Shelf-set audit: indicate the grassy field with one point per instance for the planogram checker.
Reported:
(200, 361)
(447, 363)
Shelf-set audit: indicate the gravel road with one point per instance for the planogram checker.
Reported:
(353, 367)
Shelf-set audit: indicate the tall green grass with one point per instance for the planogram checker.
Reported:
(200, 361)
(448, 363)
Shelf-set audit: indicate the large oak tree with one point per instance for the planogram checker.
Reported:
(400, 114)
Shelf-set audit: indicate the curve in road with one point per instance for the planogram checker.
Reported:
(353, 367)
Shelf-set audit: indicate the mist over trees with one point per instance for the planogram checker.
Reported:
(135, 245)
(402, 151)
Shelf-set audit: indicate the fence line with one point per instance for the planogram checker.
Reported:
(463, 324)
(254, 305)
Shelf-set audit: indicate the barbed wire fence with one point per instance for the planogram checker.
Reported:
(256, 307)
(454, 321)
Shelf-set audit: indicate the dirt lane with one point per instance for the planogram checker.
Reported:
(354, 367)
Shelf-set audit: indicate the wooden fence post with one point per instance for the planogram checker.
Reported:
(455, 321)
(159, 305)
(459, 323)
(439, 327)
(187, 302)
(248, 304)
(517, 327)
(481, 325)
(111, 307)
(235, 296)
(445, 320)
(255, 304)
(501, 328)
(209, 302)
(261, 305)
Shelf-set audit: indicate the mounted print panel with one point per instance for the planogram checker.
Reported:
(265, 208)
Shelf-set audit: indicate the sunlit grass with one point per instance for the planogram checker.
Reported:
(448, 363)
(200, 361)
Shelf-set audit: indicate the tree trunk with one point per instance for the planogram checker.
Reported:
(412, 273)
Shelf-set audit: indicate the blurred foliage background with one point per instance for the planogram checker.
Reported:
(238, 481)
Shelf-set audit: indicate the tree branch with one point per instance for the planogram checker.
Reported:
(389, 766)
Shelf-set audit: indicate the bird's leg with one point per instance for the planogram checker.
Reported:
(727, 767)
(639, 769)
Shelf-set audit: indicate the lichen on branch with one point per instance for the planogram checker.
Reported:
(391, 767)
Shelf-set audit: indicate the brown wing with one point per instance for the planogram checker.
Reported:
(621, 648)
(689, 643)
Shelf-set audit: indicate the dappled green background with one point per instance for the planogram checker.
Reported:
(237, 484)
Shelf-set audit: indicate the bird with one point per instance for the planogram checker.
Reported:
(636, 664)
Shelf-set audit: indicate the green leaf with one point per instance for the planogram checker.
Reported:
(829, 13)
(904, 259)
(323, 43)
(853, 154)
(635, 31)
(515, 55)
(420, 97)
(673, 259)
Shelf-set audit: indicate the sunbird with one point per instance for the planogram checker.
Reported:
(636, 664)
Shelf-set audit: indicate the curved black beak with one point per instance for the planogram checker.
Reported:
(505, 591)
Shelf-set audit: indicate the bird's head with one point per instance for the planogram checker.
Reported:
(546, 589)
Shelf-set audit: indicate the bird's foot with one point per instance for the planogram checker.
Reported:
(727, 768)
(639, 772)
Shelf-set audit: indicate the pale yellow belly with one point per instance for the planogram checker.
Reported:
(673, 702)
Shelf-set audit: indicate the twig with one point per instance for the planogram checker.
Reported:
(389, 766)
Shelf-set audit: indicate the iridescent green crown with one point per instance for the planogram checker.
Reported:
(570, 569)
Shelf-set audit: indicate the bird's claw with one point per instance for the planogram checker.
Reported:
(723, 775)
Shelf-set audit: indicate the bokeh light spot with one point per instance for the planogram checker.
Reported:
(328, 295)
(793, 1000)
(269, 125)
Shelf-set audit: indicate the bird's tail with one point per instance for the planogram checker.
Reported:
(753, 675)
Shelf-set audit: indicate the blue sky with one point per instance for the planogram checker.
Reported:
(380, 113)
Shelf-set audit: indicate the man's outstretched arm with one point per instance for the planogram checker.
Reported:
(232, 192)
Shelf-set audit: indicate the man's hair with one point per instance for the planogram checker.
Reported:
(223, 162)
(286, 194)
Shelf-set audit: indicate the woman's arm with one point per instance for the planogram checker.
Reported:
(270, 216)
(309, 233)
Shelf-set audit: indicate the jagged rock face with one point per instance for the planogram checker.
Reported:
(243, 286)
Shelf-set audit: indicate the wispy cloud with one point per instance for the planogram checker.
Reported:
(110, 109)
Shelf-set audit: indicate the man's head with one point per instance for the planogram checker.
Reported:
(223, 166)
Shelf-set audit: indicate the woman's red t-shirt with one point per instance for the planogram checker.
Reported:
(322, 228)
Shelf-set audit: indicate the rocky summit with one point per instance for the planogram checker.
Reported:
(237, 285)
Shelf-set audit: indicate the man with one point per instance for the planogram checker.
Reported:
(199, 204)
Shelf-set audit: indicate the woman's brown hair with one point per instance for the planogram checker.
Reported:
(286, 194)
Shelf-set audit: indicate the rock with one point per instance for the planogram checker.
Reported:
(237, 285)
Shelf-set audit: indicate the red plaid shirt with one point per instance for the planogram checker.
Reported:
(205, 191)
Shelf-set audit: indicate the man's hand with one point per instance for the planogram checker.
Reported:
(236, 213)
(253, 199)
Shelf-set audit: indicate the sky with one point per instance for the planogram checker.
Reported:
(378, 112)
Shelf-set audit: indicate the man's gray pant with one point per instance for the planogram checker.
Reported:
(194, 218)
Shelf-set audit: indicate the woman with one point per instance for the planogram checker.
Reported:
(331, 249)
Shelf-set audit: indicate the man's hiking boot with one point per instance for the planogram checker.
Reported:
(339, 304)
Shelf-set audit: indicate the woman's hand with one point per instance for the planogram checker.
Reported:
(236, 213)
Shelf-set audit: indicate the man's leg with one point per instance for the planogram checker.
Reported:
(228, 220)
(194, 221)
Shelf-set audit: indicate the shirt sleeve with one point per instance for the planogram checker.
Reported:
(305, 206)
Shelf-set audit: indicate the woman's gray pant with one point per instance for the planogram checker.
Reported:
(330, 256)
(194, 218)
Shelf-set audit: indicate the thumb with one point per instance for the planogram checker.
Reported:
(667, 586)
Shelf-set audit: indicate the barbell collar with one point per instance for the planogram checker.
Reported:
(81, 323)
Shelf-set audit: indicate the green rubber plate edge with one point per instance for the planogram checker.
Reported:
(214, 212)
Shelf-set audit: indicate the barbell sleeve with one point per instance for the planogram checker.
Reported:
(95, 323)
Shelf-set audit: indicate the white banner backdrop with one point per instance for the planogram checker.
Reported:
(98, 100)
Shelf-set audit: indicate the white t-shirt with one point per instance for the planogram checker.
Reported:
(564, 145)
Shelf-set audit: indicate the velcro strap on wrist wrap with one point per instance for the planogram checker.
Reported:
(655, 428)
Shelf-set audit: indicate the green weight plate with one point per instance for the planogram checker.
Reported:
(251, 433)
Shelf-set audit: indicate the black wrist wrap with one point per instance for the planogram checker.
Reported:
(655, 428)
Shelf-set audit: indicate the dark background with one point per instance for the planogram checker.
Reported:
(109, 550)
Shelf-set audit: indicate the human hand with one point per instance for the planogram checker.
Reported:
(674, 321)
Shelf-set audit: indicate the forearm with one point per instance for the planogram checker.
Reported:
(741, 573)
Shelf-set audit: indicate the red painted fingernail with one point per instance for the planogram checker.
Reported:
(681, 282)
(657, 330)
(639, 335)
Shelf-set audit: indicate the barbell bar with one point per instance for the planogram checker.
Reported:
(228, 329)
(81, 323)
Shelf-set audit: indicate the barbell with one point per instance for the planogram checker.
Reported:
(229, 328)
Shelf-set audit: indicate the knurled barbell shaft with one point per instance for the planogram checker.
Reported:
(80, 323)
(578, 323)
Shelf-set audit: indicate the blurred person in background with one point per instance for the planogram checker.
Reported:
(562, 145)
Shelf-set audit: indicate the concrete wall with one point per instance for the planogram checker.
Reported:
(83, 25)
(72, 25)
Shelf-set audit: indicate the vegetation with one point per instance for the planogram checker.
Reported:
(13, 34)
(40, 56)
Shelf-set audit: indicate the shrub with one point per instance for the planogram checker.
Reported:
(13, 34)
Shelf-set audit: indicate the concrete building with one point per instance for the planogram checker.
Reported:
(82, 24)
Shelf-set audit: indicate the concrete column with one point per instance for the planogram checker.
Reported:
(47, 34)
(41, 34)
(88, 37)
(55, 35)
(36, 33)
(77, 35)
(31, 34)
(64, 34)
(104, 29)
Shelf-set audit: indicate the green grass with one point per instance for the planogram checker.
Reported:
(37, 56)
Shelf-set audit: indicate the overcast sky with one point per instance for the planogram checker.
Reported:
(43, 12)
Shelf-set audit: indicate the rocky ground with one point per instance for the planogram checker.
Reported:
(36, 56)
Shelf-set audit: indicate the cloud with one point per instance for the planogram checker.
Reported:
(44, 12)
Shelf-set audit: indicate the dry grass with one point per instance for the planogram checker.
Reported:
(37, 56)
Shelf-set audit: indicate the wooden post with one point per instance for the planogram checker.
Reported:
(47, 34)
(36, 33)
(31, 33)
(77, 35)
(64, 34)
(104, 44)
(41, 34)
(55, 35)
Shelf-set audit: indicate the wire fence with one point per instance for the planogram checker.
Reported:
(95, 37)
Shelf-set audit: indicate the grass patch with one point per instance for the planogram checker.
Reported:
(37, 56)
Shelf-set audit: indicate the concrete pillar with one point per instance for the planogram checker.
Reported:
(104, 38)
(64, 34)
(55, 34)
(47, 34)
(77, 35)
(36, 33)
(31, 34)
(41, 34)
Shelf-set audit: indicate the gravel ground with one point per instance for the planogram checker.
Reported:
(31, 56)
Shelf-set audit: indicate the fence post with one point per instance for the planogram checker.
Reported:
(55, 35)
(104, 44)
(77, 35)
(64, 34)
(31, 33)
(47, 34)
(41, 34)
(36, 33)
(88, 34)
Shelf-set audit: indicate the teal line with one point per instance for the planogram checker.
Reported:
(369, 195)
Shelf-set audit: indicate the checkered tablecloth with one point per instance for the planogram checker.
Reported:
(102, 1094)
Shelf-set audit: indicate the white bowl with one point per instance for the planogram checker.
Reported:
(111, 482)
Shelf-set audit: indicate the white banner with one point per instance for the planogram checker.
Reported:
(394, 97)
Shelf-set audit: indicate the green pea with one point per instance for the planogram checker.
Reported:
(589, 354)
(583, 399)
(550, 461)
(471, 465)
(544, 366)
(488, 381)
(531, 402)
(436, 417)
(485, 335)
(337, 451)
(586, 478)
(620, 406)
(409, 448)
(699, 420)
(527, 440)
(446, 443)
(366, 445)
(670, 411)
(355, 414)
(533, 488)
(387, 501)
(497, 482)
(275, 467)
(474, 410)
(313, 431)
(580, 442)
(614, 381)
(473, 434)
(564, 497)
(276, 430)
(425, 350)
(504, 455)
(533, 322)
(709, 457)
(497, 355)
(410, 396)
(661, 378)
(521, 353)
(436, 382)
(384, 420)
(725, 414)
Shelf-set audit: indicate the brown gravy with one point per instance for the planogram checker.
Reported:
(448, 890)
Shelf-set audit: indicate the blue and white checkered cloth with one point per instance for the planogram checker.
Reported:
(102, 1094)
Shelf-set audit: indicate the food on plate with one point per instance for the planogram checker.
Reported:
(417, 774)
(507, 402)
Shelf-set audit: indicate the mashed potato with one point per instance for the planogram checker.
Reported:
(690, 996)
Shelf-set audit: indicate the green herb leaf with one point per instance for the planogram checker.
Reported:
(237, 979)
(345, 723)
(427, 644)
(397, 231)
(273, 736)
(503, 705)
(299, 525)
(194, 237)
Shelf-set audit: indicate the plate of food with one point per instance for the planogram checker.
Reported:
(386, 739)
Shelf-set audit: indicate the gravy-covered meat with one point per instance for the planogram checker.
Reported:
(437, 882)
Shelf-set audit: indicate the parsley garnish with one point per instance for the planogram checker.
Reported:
------------------------------
EXERCISE AIM
Retype the records above, but only those lines that fall between the line containing "Shelf-set audit: indicate the white bowl" and the line containing "Shelf-set audit: indicate the green pea", with both of those lines included, exactly as written.

FINISHED TASK
Shelf-set audit: indicate the white bowl with one point per instance for the planogram checker.
Reported:
(111, 482)
Shelf-set audit: indicate the white banner with one point per instance for the planogram checker.
Reported:
(394, 97)
Shelf-set audit: indicate the green pea with one point per instance for the planogram checker.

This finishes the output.